Please arrange every line of the rows below as a Markdown table with the columns "No." and "Line", numbering the lines in order and skipping blank ones. Leave the pictures out.

# START OF Records provided

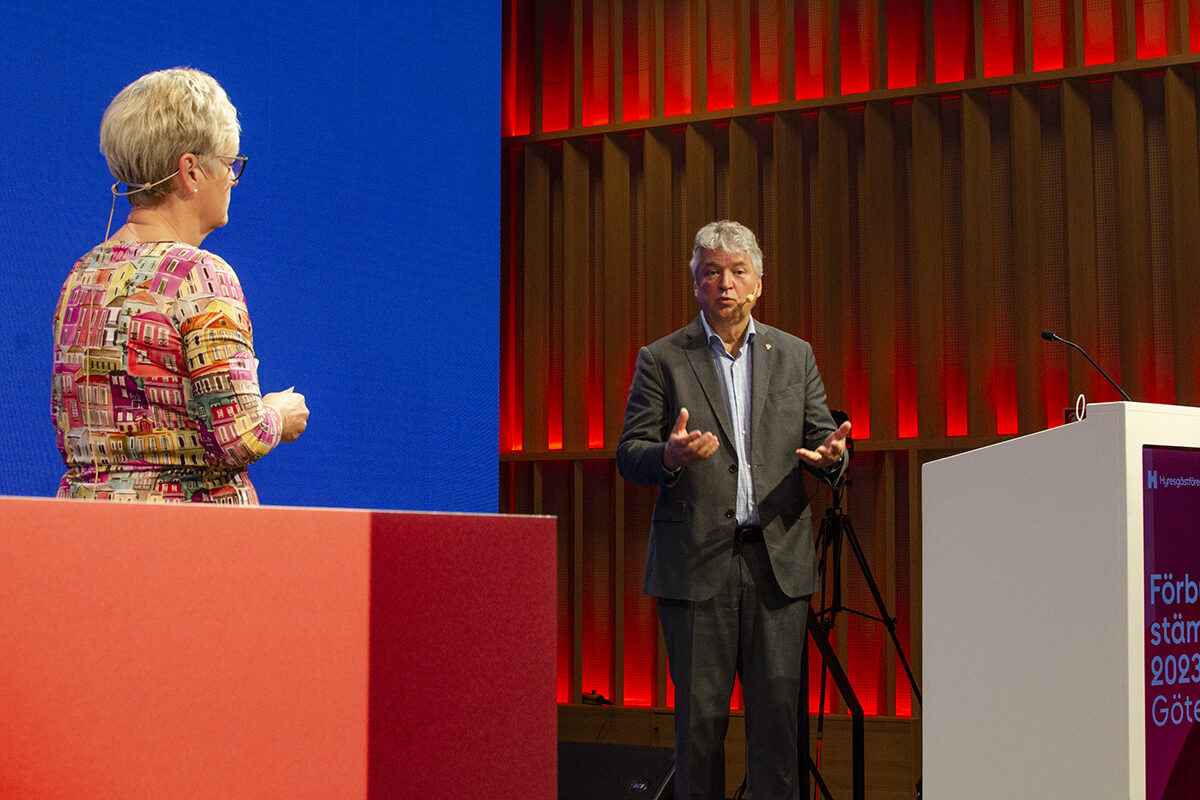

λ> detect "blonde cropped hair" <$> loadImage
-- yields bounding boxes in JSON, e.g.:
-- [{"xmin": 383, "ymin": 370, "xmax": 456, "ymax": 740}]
[
  {"xmin": 688, "ymin": 219, "xmax": 762, "ymax": 277},
  {"xmin": 100, "ymin": 67, "xmax": 241, "ymax": 205}
]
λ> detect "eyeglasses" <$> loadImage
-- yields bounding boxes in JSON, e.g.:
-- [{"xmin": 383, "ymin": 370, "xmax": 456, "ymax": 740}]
[{"xmin": 217, "ymin": 154, "xmax": 250, "ymax": 181}]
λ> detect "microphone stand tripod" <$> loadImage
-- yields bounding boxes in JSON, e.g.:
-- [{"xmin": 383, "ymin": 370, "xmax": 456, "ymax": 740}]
[{"xmin": 804, "ymin": 462, "xmax": 922, "ymax": 798}]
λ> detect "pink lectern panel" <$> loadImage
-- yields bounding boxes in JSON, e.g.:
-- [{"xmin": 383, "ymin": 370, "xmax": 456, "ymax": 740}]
[{"xmin": 0, "ymin": 498, "xmax": 556, "ymax": 800}]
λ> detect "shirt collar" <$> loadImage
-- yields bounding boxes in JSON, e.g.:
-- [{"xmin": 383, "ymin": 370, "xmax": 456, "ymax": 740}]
[{"xmin": 700, "ymin": 312, "xmax": 755, "ymax": 350}]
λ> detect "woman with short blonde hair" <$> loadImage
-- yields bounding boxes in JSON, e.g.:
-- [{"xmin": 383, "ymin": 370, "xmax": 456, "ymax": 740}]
[{"xmin": 50, "ymin": 68, "xmax": 308, "ymax": 505}]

# END OF Records provided

● **Written answer**:
| No. | Line |
|---|---|
| 1 | λ> detect "blonde cropped hair" <$> loadImage |
| 2 | -- yields bounding boxes in JSON, e.g.: |
| 3 | -- [{"xmin": 383, "ymin": 370, "xmax": 456, "ymax": 740}] |
| 4 | [ |
| 5 |   {"xmin": 688, "ymin": 219, "xmax": 762, "ymax": 277}, |
| 6 |   {"xmin": 100, "ymin": 67, "xmax": 241, "ymax": 205} |
| 7 | ] |
| 8 | λ> detect "eyeglasses" <$> loadImage |
| 9 | -- yields bounding boxes in JSON, e.g.: |
| 10 | -- [{"xmin": 383, "ymin": 370, "xmax": 456, "ymax": 740}] |
| 11 | [{"xmin": 217, "ymin": 154, "xmax": 250, "ymax": 181}] |
| 12 | λ> detect "microphone stand tripod" <$> loadImage |
| 13 | -- yields bounding boxes in JSON, e.g.: |
| 14 | -- [{"xmin": 383, "ymin": 370, "xmax": 456, "ymax": 740}] |
| 15 | [{"xmin": 804, "ymin": 462, "xmax": 922, "ymax": 798}] |
| 16 | λ> detect "pink lectern panel" <$> loadImage |
| 17 | -- yields bounding boxes in JSON, e.g.: |
| 18 | -- [{"xmin": 383, "ymin": 370, "xmax": 456, "ymax": 740}] |
| 19 | [{"xmin": 0, "ymin": 498, "xmax": 556, "ymax": 800}] |
| 20 | λ> detect "shirt collar" <$> loadImage |
| 21 | -- yields bounding boxes in JSON, e.g.: |
| 22 | -- [{"xmin": 383, "ymin": 370, "xmax": 456, "ymax": 740}] |
| 23 | [{"xmin": 700, "ymin": 312, "xmax": 755, "ymax": 350}] |
| 24 | λ> detect "woman with short blonde hair" <$> loadImage |
| 25 | -- yields bounding boxes in JSON, e.g.: |
| 26 | -- [{"xmin": 383, "ymin": 370, "xmax": 456, "ymax": 740}] |
| 27 | [{"xmin": 50, "ymin": 68, "xmax": 308, "ymax": 505}] |